• _Text provided_:
+ + + + +
The truth and Twitter, part 3: The Swarm

bees-2

Act 1:  The buzzing of keyboards

The 140 Characters Conference was held at the New World Stages in New York on June 16-17, 2009.  The New World Stages are a large complex of five stages seating different audience sizes, up to about 500 people, along with lounges, lobbies, and galleries.  Much of it is underground – one who’s never been there is quite unprepared for what he or she will find once inside the doors and down the escalator.

In the theatres, the seats rise on a steep gradient.  Everything is painted black, and the lighting makes anything on stage come out into the setting, seeming to float in space, vividly in color.

During the conference, I was distracted by a low hum in the background: the sounds of fingers on keyboards.  At least half the audience had their laptops open and were tapping away at all kinds of messages, dozens of Tweets being unleashed as each speaker spoke about the world of Twitter and Tweeting from some different point of view.

The hum was distant and faraway, sounding as though it came from some hollowed out source not quite in the room.  It was enchanting, if in an industrial kind of way, bringing to my mind in a Proustian moment an incident that was altogether different and yet fundamentally similar.

Act 2:  One dog, one man, and thousands of bees

On a sunny spring day in April of 2008, I laid down with Duke under a gnarly, knotted, scrubby, runty tree.  There we rested for some time, children (including my own son) playing nearby, blue sky and warm yellow sunlight all around.

bee-tree

I noticed a bee flying just over me.  It wasn’t trying to touch me, though it came close.  As it buzzed off, I saw another coming down, slowly descending – then another, and another.  Suddenly, hundreds of bees reminded me of World War II photographs of paratroopers, but unlike paratroopers, no bees landed on us.  They came close and then flew off.
+ + + + +
• _Material provided_:

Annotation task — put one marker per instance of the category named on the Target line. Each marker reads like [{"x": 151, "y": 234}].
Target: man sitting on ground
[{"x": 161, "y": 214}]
+ + + + +
• _Task list_:
1. List every adjective the Twitter essay uses to describe the tree that the narrator lay under with Duke.
2. From the Twitter essay, output the passage starting with "The truth and" and going on through "vividly in color.".
The material has no connection to the Twitter essay.

• _Responses in order_:
1. gnarly, knotted, scrubby, runty

2.
The truth and Twitter, part 3: The Swarm

bees-2

Act 1:  The buzzing of keyboards

The 140 Characters Conference was held at the New World Stages in New York on June 16-17, 2009.  The New World Stages are a large complex of five stages seating different audience sizes, up to about 500 people, along with lounges, lobbies, and galleries.  Much of it is underground – one who’s never been there is quite unprepared for what he or she will find once inside the doors and down the escalator.

In the theatres, the seats rise on a steep gradient.  Everything is painted black, and the lighting makes anything on stage come out into the setting, seeming to float in space, vividly in color.